[ARVADOS] updated: 4077a9af0985d3c85f2f2de2bb7a0f6be581e71e

git at public.curoverse.com git at public.curoverse.com
Tue Apr 21 11:44:44 EDT 2015


Summary of changes:
 sdk/python/arvados/arvfile.py          |  89 +++++++++++++++++----------
 sdk/python/arvados/collection.py       | 109 ++++++++++++++++++++++++---------
 sdk/python/tests/test_arvfile.py       |   8 +--
 sdk/python/tests/test_collections.py   |  30 +++++++--
 services/fuse/arvados_fuse/__init__.py |  17 ++---
 services/fuse/tests/test_mount.py      |   2 +
 6 files changed, 174 insertions(+), 81 deletions(-)

       via  4077a9af0985d3c85f2f2de2bb7a0f6be581e71e (commit)
      from  32131dfa999fe658e5e61f465a5badf71271e2d2 (commit)

Those revisions listed above that are new to this repository have
not appeared on any other notification email; so we list those
revisions in full, below.


commit 4077a9af0985d3c85f2f2de2bb7a0f6be581e71e
Author: Peter Amstutz <peter.amstutz at curoverse.com>
Date:   Tue Apr 21 11:44:38 2015 -0400

    3198: Implement rename() (efficient move within/between collections).

**OBJECTIVE 1**
Print the commit email from "Those revisions listed" up to and including "in full, below.".
**OBJECTIVE 2**
Arrange the listing below as a Markdown table with the columns Row and Line, starting at the line with "Point out the small" and continuing through the last line of the listing. Number each row, give the full line beside it, and leave out any blank lines.

**ENTRIES PROVIDED**
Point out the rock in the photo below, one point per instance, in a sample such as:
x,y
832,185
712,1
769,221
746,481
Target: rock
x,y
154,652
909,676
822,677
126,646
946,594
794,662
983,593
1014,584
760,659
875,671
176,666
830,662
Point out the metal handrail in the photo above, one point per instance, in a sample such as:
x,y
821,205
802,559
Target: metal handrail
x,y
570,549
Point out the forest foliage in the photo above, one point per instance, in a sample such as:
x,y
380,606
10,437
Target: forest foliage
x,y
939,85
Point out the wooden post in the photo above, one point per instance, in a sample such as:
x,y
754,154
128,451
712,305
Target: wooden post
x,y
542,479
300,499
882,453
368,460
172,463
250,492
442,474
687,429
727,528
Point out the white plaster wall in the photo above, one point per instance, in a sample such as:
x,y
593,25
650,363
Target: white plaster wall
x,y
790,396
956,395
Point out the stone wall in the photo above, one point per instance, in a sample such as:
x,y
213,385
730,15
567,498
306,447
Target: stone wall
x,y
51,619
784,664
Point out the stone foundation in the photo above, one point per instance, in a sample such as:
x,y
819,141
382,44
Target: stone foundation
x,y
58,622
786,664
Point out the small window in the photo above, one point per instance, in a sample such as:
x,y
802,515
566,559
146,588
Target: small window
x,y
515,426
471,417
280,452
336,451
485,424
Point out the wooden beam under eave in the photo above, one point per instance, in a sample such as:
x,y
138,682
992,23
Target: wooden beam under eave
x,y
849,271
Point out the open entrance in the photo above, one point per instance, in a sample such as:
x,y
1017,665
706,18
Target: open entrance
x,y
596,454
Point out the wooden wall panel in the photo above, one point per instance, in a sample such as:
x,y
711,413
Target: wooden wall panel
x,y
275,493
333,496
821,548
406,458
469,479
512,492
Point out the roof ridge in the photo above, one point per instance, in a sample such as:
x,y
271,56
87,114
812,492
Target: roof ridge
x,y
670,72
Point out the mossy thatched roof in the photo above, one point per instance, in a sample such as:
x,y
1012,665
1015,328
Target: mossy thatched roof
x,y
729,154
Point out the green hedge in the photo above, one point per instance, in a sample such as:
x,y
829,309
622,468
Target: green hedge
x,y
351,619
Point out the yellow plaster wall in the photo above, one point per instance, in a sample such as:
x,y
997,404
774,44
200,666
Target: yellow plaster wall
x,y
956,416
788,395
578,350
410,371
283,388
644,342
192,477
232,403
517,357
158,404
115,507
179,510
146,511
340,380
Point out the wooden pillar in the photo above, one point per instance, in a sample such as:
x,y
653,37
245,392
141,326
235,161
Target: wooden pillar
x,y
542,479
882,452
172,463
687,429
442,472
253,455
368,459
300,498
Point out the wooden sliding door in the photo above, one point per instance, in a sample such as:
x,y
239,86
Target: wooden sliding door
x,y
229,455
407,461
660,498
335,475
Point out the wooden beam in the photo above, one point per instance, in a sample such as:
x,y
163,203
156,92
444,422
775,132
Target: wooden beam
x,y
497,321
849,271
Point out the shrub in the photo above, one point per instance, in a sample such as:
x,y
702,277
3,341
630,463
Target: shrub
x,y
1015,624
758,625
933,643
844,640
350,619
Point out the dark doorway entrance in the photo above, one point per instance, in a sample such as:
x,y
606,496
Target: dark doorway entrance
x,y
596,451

**EXERCISE SOLUTION 1**
Those revisions listed above that are new to this repository have
not appeared on any other notification email; so we list those
revisions in full, below.

**EXERCISE SOLUTION 2**
| Row | Line |
|---|---|
| 1 | Point out the small window in the photo above, one point per instance, in a sample such as: |
| 2 | x,y |
| 3 | 802,515 |
| 4 | 566,559 |
| 5 | 146,588 |
| 6 | Target: small window |
| 7 | x,y |
| 8 | 515,426 |
| 9 | 471,417 |
| 10 | 280,452 |
| 11 | 336,451 |
| 12 | 485,424 |
| 13 | Point out the wooden beam under eave in the photo above, one point per instance, in a sample such as: |
| 14 | x,y |
| 15 | 138,682 |
| 16 | 992,23 |
| 17 | Target: wooden beam under eave |
| 18 | x,y |
| 19 | 849,271 |
| 20 | Point out the open entrance in the photo above, one point per instance, in a sample such as: |
| 21 | x,y |
| 22 | 1017,665 |
| 23 | 706,18 |
| 24 | Target: open entrance |
| 25 | x,y |
| 26 | 596,454 |
| 27 | Point out the wooden wall panel in the photo above, one point per instance, in a sample such as: |
| 28 | x,y |
| 29 | 711,413 |
| 30 | Target: wooden wall panel |
| 31 | x,y |
| 32 | 275,493 |
| 33 | 333,496 |
| 34 | 821,548 |
| 35 | 406,458 |
| 36 | 469,479 |
| 37 | 512,492 |
| 38 | Point out the roof ridge in the photo above, one point per instance, in a sample such as: |
| 39 | x,y |
| 40 | 271,56 |
| 41 | 87,114 |
| 42 | 812,492 |
| 43 | Target: roof ridge |
| 44 | x,y |
| 45 | 670,72 |
| 46 | Point out the mossy thatched roof in the photo above, one point per instance, in a sample such as: |
| 47 | x,y |
| 48 | 1012,665 |
| 49 | 1015,328 |
| 50 | Target: mossy thatched roof |
| 51 | x,y |
| 52 | 729,154 |
| 53 | Point out the green hedge in the photo above, one point per instance, in a sample such as: |
| 54 | x,y |
| 55 | 829,309 |
| 56 | 622,468 |
| 57 | Target: green hedge |
| 58 | x,y |
| 59 | 351,619 |
| 60 | Point out the yellow plaster wall in the photo above, one point per instance, in a sample such as: |
| 61 | x,y |
| 62 | 997,404 |
| 63 | 774,44 |
| 64 | 200,666 |
| 65 | Target: yellow plaster wall |
| 66 | x,y |
| 67 | 956,416 |
| 68 | 788,395 |
| 69 | 578,350 |
| 70 | 410,371 |
| 71 | 283,388 |
| 72 | 644,342 |
| 73 | 192,477 |
| 74 | 232,403 |
| 75 | 517,357 |
| 76 | 158,404 |
| 77 | 115,507 |
| 78 | 179,510 |
| 79 | 146,511 |
| 80 | 340,380 |
| 81 | Point out the wooden pillar in the photo above, one point per instance, in a sample such as: |
| 82 | x,y |
| 83 | 653,37 |
| 84 | 245,392 |
| 85 | 141,326 |
| 86 | 235,161 |
| 87 | Target: wooden pillar |
| 88 | x,y |
| 89 | 542,479 |
| 90 | 882,452 |
| 91 | 172,463 |
| 92 | 687,429 |
| 93 | 442,472 |
| 94 | 253,455 |
| 95 | 368,459 |
| 96 | 300,498 |
| 97 | Point out the wooden sliding door in the photo above, one point per instance, in a sample such as: |
| 98 | x,y |
| 99 | 239,86 |
| 100 | Target: wooden sliding door |
| 101 | x,y |
| 102 | 229,455 |
| 103 | 407,461 |
| 104 | 660,498 |
| 105 | 335,475 |
| 106 | Point out the wooden beam in the photo above, one point per instance, in a sample such as: |
| 107 | x,y |
| 108 | 163,203 |
| 109 | 156,92 |
| 110 | 444,422 |
| 111 | 775,132 |
| 112 | Target: wooden beam |
| 113 | x,y |
| 114 | 497,321 |
| 115 | 849,271 |
| 116 | Point out the shrub in the photo above, one point per instance, in a sample such as: |
| 117 | x,y |
| 118 | 702,277 |
| 119 | 3,341 |
| 120 | 630,463 |
| 121 | Target: shrub |
| 122 | x,y |
| 123 | 1015,624 |
| 124 | 758,625 |
| 125 | 933,643 |
| 126 | 844,640 |
| 127 | 350,619 |
| 128 | Point out the dark doorway entrance in the photo above, one point per instance, in a sample such as: |
| 129 | x,y |
| 130 | 606,496 |
| 131 | Target: dark doorway entrance |
| 132 | x,y |
| 133 | 596,451 |